- **Exercise brief**:
Arrange the rows below as a Markdown table with the columns n and Line, giving each line its row number and omitting blank lines. Include only the lines from the one containing "Kindly outline every instance of the dry" through the end of the rows, both ends included.

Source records
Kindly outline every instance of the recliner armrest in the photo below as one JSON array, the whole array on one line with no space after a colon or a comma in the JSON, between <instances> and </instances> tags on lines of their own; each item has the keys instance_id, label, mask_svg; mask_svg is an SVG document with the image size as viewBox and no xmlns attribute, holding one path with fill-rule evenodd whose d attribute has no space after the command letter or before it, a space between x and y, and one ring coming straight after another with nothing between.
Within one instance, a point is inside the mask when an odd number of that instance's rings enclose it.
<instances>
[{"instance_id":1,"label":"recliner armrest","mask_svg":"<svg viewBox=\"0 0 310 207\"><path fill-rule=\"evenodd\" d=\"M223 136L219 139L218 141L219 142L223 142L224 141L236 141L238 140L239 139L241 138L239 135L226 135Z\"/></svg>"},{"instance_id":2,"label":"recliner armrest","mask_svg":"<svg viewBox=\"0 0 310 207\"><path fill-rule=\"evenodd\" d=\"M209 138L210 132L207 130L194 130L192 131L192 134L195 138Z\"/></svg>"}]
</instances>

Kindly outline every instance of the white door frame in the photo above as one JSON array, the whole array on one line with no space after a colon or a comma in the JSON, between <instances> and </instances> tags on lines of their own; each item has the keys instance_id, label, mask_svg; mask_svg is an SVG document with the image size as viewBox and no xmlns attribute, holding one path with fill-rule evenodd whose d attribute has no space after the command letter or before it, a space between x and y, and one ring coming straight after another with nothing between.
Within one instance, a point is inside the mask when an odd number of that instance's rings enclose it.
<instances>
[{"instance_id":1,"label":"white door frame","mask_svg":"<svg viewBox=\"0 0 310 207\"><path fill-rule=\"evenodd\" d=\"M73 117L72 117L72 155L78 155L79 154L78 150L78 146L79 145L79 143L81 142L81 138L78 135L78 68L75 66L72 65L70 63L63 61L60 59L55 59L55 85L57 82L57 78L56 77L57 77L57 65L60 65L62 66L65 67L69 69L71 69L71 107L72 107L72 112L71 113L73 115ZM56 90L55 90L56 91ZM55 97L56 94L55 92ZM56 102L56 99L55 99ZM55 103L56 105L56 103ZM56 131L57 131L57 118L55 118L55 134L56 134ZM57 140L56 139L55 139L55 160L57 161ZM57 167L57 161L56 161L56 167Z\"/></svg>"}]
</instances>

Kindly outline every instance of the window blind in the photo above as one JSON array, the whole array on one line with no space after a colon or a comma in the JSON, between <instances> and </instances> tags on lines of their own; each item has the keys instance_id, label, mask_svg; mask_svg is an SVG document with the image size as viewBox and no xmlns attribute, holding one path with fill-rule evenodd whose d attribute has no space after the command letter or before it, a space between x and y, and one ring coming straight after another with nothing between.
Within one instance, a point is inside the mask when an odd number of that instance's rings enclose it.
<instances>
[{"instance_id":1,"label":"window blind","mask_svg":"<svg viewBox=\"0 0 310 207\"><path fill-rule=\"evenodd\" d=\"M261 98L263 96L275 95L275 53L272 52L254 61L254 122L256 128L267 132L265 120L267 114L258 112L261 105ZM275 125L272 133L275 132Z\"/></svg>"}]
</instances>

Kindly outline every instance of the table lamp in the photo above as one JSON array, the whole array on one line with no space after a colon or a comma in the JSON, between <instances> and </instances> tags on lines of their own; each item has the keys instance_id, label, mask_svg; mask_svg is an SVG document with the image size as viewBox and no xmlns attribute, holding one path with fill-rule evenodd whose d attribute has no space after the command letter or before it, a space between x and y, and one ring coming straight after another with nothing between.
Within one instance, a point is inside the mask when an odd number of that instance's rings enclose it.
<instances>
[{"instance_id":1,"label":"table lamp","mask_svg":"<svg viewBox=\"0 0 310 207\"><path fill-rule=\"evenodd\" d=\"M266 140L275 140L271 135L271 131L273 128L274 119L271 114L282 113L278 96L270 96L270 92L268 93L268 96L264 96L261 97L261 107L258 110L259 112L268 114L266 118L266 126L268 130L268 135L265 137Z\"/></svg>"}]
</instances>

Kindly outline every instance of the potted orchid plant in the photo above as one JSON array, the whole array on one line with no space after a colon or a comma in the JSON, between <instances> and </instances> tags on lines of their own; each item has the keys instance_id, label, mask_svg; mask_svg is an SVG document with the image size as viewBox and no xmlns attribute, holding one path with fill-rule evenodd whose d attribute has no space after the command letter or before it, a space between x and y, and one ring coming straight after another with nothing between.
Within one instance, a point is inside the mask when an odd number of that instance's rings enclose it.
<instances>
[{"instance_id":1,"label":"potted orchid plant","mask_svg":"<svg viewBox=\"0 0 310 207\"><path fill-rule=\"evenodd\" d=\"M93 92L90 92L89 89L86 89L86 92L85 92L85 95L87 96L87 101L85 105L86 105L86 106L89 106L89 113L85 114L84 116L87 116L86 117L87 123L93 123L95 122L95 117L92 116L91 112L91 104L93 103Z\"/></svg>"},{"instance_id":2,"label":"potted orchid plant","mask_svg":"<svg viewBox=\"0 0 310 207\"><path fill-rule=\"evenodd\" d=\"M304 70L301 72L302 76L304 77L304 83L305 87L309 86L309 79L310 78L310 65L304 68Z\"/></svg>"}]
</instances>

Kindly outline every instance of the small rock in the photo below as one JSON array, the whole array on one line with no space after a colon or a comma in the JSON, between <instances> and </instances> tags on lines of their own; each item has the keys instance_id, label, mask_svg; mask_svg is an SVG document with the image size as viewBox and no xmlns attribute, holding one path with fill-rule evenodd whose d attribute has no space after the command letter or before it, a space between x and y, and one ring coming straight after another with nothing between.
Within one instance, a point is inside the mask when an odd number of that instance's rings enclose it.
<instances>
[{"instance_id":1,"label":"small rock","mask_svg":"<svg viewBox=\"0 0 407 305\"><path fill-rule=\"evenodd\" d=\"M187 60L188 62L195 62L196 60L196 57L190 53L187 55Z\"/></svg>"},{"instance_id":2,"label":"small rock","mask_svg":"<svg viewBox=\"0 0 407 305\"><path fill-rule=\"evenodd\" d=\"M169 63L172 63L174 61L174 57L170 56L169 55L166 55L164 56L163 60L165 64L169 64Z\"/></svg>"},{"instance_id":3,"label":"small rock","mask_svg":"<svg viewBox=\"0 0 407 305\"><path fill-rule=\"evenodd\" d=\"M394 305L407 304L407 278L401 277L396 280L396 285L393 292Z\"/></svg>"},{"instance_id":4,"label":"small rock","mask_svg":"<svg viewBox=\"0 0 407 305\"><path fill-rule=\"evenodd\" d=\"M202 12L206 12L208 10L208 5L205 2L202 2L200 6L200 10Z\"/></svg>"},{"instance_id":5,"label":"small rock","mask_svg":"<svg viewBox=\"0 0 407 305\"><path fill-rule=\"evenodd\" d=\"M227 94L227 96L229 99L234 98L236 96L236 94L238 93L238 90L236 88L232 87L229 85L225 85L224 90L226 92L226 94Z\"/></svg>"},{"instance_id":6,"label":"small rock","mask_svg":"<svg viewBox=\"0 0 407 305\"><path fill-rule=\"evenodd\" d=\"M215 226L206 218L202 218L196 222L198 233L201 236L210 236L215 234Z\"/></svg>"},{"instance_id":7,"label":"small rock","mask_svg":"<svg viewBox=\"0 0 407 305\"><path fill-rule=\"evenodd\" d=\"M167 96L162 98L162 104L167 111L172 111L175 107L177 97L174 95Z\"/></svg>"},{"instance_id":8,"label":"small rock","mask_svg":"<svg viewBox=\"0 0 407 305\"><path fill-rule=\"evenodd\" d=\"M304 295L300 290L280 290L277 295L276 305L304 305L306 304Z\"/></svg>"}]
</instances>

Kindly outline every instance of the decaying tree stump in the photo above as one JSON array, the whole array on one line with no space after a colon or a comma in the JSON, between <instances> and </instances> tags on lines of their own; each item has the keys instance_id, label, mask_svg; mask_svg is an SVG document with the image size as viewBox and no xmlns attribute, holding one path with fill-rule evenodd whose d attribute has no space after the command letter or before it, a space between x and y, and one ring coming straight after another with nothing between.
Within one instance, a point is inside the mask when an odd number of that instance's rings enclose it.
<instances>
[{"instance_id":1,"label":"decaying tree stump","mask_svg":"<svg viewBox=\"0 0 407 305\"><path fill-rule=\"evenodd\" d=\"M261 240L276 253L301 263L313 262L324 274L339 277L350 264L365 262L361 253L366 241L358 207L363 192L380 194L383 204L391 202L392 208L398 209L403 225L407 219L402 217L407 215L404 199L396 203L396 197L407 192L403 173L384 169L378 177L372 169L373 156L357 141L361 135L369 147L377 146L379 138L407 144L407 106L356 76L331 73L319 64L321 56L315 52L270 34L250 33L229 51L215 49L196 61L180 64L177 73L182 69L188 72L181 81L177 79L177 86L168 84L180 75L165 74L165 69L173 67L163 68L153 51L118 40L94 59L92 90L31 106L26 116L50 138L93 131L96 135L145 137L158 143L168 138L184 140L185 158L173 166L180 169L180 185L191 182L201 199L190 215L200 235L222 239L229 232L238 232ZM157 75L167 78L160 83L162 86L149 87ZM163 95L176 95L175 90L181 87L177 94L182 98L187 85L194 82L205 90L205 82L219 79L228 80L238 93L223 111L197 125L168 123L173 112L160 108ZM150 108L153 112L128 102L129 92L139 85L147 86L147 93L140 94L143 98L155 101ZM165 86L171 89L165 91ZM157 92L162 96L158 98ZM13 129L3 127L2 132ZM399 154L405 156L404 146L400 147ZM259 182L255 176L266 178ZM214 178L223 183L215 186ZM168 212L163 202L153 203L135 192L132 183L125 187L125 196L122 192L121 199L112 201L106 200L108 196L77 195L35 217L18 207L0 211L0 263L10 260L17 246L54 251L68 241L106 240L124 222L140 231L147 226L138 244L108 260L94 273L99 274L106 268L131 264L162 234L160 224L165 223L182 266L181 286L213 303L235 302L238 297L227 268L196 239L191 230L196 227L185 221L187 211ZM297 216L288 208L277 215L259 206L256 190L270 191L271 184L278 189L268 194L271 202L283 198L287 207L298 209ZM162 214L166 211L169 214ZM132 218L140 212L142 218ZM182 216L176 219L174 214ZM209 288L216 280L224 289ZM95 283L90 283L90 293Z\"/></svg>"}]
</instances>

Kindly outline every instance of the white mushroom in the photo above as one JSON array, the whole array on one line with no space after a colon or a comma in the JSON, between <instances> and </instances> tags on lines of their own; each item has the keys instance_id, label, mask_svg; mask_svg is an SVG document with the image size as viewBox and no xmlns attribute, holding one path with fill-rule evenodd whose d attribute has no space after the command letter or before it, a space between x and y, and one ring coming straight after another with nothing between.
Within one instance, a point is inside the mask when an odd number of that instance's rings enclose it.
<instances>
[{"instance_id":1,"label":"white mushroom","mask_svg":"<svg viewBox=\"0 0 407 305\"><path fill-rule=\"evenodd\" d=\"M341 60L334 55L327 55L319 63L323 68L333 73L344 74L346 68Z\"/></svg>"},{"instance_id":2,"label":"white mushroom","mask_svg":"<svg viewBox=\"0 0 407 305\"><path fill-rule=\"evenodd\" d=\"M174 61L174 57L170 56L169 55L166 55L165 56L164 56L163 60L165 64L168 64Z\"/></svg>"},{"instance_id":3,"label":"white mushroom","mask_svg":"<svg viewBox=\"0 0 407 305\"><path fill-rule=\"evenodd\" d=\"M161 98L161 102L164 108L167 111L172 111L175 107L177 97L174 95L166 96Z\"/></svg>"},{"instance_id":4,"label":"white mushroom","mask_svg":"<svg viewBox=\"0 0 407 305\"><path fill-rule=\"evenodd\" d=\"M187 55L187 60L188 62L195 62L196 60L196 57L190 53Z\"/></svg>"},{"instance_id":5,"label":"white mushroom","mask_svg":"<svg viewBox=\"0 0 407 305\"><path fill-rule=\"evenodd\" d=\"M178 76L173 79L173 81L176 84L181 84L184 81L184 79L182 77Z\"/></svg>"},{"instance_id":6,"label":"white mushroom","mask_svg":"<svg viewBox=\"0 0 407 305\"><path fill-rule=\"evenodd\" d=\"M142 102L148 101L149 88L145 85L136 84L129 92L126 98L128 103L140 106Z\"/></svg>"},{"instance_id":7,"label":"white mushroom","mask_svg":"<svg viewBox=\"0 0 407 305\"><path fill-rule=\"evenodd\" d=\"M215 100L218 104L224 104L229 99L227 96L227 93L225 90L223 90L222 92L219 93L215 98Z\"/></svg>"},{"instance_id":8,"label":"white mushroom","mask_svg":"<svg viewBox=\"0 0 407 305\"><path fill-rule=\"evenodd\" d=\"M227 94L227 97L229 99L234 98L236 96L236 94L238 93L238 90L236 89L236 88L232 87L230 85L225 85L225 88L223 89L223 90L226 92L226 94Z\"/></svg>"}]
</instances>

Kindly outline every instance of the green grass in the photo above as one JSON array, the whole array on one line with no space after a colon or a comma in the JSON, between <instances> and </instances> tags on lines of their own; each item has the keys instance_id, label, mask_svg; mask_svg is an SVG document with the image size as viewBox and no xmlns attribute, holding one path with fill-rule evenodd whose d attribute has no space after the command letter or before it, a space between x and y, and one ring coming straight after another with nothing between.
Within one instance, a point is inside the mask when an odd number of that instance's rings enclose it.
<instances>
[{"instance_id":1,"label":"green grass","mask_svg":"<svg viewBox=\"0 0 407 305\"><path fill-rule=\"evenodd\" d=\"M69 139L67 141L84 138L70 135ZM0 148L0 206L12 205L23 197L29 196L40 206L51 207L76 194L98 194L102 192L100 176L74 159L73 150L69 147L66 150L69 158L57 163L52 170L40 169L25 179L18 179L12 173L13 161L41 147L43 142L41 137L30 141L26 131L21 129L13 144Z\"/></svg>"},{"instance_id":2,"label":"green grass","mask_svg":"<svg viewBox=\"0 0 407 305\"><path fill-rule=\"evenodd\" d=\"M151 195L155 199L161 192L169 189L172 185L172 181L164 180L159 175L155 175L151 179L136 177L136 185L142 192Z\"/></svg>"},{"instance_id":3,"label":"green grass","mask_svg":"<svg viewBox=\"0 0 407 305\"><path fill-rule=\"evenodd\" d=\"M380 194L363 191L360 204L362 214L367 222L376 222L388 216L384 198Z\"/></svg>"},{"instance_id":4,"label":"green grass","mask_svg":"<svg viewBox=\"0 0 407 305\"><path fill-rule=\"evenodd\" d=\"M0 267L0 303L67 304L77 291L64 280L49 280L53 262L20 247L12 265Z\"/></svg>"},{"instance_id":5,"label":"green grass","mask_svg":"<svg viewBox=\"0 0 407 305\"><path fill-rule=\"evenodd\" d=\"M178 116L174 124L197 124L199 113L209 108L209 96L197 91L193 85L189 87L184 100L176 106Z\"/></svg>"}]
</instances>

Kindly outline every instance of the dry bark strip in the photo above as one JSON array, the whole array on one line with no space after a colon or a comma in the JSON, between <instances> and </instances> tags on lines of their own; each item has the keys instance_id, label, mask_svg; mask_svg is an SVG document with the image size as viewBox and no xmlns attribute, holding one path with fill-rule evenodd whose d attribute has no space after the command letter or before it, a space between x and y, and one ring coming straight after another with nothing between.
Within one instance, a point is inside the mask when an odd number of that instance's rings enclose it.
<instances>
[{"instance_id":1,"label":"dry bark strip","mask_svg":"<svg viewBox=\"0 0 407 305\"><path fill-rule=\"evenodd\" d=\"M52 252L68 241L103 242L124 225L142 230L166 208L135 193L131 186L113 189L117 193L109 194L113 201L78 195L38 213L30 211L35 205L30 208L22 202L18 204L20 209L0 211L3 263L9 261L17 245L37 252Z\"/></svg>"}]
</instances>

- **Exercise answer**:
| n | Line |
|---|---|
| 1 | Kindly outline every instance of the dry bark strip in the photo above as one JSON array, the whole array on one line with no space after a colon or a comma in the JSON, between <instances> and </instances> tags on lines of their own; each item has the keys instance_id, label, mask_svg; mask_svg is an SVG document with the image size as viewBox and no xmlns attribute, holding one path with fill-rule evenodd whose d attribute has no space after the command letter or before it, a space between x and y, and one ring coming straight after another with nothing between. |
| 2 | Within one instance, a point is inside the mask when an odd number of that instance's rings enclose it. |
| 3 | <instances> |
| 4 | [{"instance_id":1,"label":"dry bark strip","mask_svg":"<svg viewBox=\"0 0 407 305\"><path fill-rule=\"evenodd\" d=\"M52 252L68 241L103 242L124 225L142 230L166 208L135 193L131 186L113 189L117 193L109 194L113 201L78 195L38 213L30 211L35 205L30 208L22 202L18 204L20 209L0 211L3 263L9 261L17 245L37 252Z\"/></svg>"}] |
| 5 | </instances> |